▸ **Stated problem**
Convert the entries below into a two-column CSV with the header "instruction" and "points". Give each entry one row, with its text under instruction and its answer under points, each in a single quoted field with line breaks replaced by spaces.

* Begin Supplied data *

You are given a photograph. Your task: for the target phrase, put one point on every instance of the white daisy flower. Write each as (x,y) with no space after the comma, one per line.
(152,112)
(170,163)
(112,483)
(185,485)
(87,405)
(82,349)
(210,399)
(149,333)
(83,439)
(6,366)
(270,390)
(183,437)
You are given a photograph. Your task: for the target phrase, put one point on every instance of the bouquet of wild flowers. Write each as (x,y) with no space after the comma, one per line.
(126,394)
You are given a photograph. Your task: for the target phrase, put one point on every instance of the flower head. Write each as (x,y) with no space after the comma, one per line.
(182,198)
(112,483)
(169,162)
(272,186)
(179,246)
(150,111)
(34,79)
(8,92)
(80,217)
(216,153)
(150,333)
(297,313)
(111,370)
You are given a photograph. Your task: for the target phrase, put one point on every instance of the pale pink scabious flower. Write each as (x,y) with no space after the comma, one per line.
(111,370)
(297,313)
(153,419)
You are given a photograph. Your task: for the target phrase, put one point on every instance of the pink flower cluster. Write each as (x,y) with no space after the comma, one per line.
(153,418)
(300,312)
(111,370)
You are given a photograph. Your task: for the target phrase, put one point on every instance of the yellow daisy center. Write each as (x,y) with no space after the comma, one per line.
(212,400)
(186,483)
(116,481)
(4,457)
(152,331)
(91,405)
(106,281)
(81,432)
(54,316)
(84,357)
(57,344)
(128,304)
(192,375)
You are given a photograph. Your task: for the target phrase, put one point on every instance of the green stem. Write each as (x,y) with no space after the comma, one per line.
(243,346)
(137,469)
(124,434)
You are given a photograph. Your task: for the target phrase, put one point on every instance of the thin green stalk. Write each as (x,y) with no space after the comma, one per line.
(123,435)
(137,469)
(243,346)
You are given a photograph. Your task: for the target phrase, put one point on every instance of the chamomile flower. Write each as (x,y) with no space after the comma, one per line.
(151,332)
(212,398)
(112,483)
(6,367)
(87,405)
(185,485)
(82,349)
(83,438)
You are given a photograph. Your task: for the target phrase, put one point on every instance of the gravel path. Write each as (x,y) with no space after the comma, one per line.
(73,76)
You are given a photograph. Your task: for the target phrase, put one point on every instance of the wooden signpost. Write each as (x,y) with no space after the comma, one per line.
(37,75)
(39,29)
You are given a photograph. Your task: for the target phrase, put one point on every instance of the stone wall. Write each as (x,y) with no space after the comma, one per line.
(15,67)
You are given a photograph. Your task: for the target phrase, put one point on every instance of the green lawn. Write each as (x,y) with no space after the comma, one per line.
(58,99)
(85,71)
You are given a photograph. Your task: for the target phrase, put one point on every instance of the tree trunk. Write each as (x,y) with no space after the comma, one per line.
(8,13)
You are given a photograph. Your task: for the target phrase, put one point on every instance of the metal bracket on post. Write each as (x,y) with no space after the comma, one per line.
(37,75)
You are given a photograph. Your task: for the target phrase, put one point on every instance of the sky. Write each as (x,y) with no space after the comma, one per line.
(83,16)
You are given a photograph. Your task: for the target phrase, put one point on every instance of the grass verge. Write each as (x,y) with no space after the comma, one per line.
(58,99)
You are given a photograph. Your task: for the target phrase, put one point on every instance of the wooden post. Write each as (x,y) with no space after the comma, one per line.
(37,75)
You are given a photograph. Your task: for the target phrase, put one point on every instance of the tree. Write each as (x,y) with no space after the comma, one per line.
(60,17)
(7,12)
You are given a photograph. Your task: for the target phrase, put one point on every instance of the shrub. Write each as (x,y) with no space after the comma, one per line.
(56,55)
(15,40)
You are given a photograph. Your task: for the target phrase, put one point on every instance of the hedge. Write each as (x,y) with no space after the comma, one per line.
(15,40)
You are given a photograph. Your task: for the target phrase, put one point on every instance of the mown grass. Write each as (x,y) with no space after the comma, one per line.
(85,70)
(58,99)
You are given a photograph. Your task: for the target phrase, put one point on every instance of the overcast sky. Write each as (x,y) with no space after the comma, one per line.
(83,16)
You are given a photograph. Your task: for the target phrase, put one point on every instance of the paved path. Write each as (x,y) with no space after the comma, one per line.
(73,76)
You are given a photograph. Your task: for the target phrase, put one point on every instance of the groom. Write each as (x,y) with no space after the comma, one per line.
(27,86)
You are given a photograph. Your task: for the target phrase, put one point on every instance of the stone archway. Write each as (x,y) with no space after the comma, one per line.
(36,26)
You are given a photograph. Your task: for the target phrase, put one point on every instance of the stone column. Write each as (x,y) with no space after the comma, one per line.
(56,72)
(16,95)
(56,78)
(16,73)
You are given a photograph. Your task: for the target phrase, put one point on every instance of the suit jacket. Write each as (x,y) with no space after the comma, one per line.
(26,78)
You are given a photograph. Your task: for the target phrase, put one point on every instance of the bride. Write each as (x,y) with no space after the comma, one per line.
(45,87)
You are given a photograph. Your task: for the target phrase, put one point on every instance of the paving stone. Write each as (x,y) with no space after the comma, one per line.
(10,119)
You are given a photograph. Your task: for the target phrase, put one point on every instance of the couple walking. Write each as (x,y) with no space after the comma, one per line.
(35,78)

* End Supplied data *

▸ **Completed task**
instruction,points
"You are given a photograph. Your task: for the target phrase, put one point on every instance of the white daisy flower. Write each as (x,y) with no space after the comma, one per line.","(152,112) (170,163) (112,483) (185,485) (87,405) (82,349) (210,399) (149,333) (83,439) (6,366) (270,390) (183,437)"
"You are given a photograph. Your task: for the target phrase, put one point on every instance of the bouquet of wild flowers. Write each as (x,y) with no space after the comma, one per line.","(126,394)"
"You are given a photograph. Your task: for the target phrase, put one point on every instance of the flower head. Write each as (x,y) with no space after the comma, one per line.","(182,198) (112,483) (169,162) (272,186) (179,246) (150,111) (34,79) (8,92) (80,217) (216,153) (150,333) (297,313) (111,370)"
"You are given a photograph. Your task: for the target phrase, put one point on every instance of the pale pink scabious flower. Write each as (x,y) with no space after the comma, one per line.","(111,370) (297,313) (153,419)"
"You are given a photograph. Your task: for the target phrase, put one point on every instance of the pink flower cluster. Write each as (x,y) with no space after the comma, one per line.","(153,418) (300,312) (111,370)"
"You are given a photograph. Your task: for the target phrase, put one point on every instance of the yellow daisy center. Write each as (x,y) with no space after the comma, one per line.","(212,400) (186,483) (116,481) (4,457) (152,331) (91,405) (106,281) (81,432) (54,316) (84,357) (57,344) (128,304) (192,375)"
"You are given a photograph. Your task: for the target phrase, put one point on every instance of the green stem. Write each as (x,y) with no space after the comma, one per line.","(243,346) (137,469) (124,434)"
"You are given a photograph. Your task: for the target phrase, put one point on every instance of the thin green stalk. Write each as (x,y) with no space after the comma, one per line.","(123,435) (137,469) (243,346)"
"You are given a photograph. Your task: for the target phrase, put one point on every instance of the chamomile flower. Write each as (x,y) with no space after the comma, one per line.","(151,332) (212,398) (112,483) (6,367) (87,405) (185,485) (82,349) (83,438)"
"You are given a photograph. Your task: for the target phrase, put one point on every instance of the gravel path. Write each as (x,y) with no space after the comma, one per line.","(73,76)"
"You are given a photograph. Your task: for the target phrase, put one point on every instance of the wooden signpost. Write each as (x,y) with no space after the comma, one per line.","(37,75) (39,29)"
"You are given a photograph. Your task: for the target phrase, put one point on every instance of the stone wall. Write each as (x,y) with no space after the comma, one per line.","(15,67)"
"You are given a photograph. Your task: for the target phrase, put one point on every instance of the green lawn. Write each as (x,y) with no space after the comma, one per line.","(58,99) (85,71)"
"You are given a photograph. Your task: for the target phrase, put one point on every instance of the tree trunk. Write each as (x,y) with no space after the comma, one per line.","(8,13)"
"You are given a photograph. Your task: for the target phrase, put one point on every instance of the metal bracket on post. Write each as (x,y) with no space after the comma, one per line.","(37,75)"
"You are given a photograph. Your task: for the target phrase, put one point on every instance of the sky. Write each as (x,y) with no space after the comma, one per line.","(83,16)"
"You are given a photograph. Your task: for the target phrase, put one point on every instance of the grass verge. Write each as (x,y) with no space after the comma, one per line.","(58,99)"
"You are given a photograph. Your task: for the target phrase, put one point on every instance of the wooden post. Write each as (x,y) with no space after the comma, one per line.","(37,75)"
"You are given a photograph. Your task: for the target phrase, put one point on every instance of the tree. Write each as (x,y) with no space after the comma, one per line.","(60,17) (7,12)"
"You are given a photograph. Your task: for the target phrase, put one point on every instance of the shrub. Write each as (x,y) with no space after the comma, one per line.","(56,55) (15,40)"
"You are given a photograph. Your task: for the target phrase, put one point on every instance of the hedge. Write each as (x,y) with no space after the comma, one per line.","(15,40)"
"You are given a photograph. Your task: for the target phrase, put one point on every instance of the mown grass. Write each as (x,y) with no space after the comma, one per line.","(85,70) (58,99)"
"You are given a photograph. Your task: for the target phrase, put one point on every instance of the overcast sky. Write each as (x,y) with no space after the comma, one per line.","(83,16)"
"You are given a photograph. Your task: for the target phrase, put one point on every instance of the paved path. Write each as (x,y) with no space after the comma, one per line.","(73,76)"
"You are given a photograph. Your task: for the target phrase, put one point on every instance of the groom. Write each as (x,y) with no space after the comma, one per line.","(27,86)"
"You are given a photograph. Your task: for the target phrase, put one point on every instance of the stone archway. Write each as (x,y) with no space after the comma, one per line.","(36,26)"
"You are given a photograph. Your task: for the target phrase, put one point on every instance of the stone column. Write each as (x,y) with no space after the comma, one per line.","(56,72) (16,95) (56,78) (16,73)"
"You are given a photograph. Your task: for the target phrase, put one point on every instance of the suit jacket. Write each as (x,y) with no space after the comma, one per line.","(26,78)"
"You are given a photograph. Your task: for the target phrase, put one point on every instance of the bride. Write each as (x,y) with no space after the comma, one per line.","(45,87)"
"You are given a photograph. Your task: for the target phrase, put one point on every instance of the paving stone. Write each as (x,y) with no space after the comma, one per line.","(10,119)"
"You are given a photograph. Your task: for the target phrase, put one point on every instance of the couple walking. Write each as (x,y) with no space after the comma, one per line.","(35,78)"